Records supplied:
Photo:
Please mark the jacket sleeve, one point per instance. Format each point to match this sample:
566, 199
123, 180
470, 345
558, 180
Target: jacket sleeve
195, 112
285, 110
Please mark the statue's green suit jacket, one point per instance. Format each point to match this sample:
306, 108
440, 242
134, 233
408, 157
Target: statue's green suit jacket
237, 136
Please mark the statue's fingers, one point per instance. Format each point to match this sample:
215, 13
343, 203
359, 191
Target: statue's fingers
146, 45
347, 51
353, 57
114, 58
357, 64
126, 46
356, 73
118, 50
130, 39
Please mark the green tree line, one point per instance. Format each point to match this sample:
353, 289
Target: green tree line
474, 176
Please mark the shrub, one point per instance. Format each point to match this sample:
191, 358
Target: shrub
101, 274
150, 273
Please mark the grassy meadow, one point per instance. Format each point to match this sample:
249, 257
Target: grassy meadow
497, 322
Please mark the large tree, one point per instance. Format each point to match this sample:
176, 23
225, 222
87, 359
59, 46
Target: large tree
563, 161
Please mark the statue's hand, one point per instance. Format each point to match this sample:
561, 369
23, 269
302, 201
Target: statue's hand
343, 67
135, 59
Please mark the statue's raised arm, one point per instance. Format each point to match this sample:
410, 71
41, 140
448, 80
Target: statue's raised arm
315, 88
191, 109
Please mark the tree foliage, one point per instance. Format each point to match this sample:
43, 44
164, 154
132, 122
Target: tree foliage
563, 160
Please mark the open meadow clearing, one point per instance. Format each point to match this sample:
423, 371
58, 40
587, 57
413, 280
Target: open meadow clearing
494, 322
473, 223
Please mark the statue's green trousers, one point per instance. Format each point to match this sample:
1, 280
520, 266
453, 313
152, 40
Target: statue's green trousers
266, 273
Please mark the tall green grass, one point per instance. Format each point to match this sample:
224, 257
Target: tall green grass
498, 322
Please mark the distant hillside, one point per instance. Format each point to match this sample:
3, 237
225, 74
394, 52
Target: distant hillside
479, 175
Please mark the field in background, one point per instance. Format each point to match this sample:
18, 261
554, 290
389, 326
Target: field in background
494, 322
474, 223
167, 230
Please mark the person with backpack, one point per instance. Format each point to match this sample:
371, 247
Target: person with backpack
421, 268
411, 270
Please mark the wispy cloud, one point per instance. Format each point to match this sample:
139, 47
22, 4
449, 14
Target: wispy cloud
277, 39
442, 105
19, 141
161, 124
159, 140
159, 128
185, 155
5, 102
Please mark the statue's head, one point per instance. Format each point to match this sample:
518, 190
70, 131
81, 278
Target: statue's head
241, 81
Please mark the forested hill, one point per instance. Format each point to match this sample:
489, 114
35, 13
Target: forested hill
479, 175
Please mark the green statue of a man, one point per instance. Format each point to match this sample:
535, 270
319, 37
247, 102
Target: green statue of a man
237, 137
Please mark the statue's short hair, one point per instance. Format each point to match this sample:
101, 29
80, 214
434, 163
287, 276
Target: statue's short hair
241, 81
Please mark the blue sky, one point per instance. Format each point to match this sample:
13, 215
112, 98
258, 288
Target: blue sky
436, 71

==

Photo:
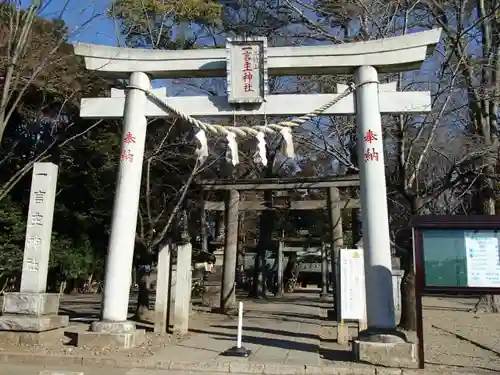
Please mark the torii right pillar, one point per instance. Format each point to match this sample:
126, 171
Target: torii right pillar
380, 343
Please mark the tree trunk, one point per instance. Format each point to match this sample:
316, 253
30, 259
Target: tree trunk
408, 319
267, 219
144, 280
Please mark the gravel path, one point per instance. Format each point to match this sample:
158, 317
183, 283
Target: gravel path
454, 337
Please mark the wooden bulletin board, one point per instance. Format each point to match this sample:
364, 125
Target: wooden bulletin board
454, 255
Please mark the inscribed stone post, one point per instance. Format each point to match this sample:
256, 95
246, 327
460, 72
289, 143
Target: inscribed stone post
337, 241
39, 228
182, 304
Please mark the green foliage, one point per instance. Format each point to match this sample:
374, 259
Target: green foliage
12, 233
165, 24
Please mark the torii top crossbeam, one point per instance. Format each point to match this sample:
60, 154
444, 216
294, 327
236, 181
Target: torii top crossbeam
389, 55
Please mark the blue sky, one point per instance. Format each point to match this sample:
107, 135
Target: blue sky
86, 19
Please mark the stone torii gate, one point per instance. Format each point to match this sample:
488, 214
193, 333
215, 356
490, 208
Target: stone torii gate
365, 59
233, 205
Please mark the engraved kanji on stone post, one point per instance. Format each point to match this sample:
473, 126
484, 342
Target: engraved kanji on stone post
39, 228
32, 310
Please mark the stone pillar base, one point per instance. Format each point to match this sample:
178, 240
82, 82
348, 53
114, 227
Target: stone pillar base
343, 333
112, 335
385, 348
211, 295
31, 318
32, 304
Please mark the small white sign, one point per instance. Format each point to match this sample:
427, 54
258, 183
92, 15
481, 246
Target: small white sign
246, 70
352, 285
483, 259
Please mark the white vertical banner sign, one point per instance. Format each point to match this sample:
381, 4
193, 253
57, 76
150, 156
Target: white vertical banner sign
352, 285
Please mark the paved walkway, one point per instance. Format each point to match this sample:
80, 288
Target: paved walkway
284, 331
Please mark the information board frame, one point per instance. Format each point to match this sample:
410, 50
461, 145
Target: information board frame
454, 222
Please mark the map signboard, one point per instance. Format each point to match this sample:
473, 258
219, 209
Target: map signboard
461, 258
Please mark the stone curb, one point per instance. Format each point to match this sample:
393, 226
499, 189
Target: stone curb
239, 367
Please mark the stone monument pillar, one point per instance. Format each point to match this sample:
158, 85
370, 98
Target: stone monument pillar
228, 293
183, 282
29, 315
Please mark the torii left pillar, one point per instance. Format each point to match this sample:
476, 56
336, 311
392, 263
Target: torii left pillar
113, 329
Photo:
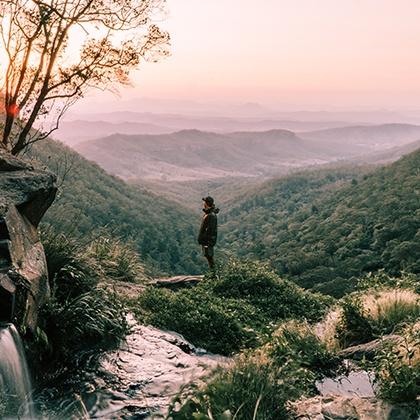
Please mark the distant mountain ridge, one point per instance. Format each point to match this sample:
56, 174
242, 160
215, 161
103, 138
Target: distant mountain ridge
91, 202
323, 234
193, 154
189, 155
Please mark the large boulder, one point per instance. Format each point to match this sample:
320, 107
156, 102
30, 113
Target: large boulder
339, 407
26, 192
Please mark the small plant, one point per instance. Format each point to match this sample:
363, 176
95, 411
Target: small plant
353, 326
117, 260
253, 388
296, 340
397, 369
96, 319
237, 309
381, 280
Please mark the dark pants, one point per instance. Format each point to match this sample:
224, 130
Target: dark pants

Try it: Please count the lines above that contain the word "pants", and reply with the number alone.

Solution to this exercise: 2